Exercise details: Go to the line containing "Guideline: for every instance of the long" in the records below. Repeat it and the lines after it exactly, all the way to the end.

Data excerpts:
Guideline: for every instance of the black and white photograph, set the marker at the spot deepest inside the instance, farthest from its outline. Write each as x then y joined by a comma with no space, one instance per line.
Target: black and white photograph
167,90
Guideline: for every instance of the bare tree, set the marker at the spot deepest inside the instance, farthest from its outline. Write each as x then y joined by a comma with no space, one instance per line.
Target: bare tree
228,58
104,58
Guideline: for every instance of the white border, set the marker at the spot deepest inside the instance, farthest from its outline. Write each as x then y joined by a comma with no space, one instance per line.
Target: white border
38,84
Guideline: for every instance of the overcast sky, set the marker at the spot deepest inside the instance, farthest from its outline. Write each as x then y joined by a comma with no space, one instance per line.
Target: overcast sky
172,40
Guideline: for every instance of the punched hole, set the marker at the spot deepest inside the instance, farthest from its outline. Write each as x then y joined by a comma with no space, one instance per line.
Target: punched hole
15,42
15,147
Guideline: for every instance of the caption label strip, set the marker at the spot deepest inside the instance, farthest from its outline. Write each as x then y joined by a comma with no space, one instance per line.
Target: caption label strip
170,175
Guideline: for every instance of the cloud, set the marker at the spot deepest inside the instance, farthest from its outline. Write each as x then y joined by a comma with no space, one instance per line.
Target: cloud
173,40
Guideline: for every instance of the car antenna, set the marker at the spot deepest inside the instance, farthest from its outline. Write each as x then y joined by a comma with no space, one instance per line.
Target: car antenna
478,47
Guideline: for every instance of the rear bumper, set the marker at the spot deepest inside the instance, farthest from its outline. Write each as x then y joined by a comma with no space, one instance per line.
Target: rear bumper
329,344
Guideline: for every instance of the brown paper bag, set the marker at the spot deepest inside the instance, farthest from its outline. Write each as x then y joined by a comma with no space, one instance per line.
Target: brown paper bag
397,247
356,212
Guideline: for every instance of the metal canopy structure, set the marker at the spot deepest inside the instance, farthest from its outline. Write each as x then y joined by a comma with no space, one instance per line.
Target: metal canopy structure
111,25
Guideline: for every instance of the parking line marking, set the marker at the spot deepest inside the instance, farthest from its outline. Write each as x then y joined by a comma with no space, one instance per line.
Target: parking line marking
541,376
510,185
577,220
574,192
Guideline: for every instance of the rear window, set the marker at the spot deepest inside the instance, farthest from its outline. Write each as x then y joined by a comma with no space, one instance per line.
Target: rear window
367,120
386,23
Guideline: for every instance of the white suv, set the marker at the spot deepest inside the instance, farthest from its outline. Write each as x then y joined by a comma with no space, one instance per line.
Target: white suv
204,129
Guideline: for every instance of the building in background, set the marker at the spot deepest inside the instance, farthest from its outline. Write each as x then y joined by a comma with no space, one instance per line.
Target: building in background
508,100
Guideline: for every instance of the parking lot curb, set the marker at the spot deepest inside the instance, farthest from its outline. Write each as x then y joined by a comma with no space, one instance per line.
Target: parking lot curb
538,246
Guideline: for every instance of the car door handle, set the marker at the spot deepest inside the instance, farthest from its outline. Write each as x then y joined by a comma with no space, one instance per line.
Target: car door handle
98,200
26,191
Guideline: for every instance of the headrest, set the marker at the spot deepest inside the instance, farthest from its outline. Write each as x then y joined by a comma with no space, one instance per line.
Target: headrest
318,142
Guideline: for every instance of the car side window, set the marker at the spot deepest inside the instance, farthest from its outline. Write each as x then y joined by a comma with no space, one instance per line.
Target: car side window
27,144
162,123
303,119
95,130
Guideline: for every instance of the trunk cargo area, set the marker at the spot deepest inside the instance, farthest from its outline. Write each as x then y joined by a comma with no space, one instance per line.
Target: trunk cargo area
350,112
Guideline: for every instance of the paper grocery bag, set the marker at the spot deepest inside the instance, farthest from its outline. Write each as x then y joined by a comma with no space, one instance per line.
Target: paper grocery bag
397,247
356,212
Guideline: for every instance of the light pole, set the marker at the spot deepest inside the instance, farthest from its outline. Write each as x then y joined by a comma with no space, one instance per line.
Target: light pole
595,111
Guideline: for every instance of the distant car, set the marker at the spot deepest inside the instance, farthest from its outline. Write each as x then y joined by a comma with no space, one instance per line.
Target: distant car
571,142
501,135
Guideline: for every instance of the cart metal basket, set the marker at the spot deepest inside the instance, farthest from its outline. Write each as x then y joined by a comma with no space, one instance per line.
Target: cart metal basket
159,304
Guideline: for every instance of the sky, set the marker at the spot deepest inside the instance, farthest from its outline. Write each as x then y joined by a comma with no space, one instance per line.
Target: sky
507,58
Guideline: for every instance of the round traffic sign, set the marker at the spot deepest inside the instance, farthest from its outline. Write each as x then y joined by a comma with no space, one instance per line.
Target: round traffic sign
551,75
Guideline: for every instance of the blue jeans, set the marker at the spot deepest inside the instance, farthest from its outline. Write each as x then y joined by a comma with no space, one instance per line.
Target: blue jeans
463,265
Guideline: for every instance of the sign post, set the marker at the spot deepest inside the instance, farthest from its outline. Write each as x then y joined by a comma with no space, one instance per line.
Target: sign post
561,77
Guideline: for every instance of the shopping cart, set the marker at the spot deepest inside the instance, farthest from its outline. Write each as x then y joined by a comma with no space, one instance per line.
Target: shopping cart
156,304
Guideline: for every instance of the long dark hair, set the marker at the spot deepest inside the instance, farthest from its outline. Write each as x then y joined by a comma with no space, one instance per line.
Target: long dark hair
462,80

Problem solution:
Guideline: for every instance of the long dark hair, set the marker at the spot deepest inside the instance, farthest from its outline. Write each as x then y joined by a comma with no space, one instance per line.
Target: long dark hair
462,80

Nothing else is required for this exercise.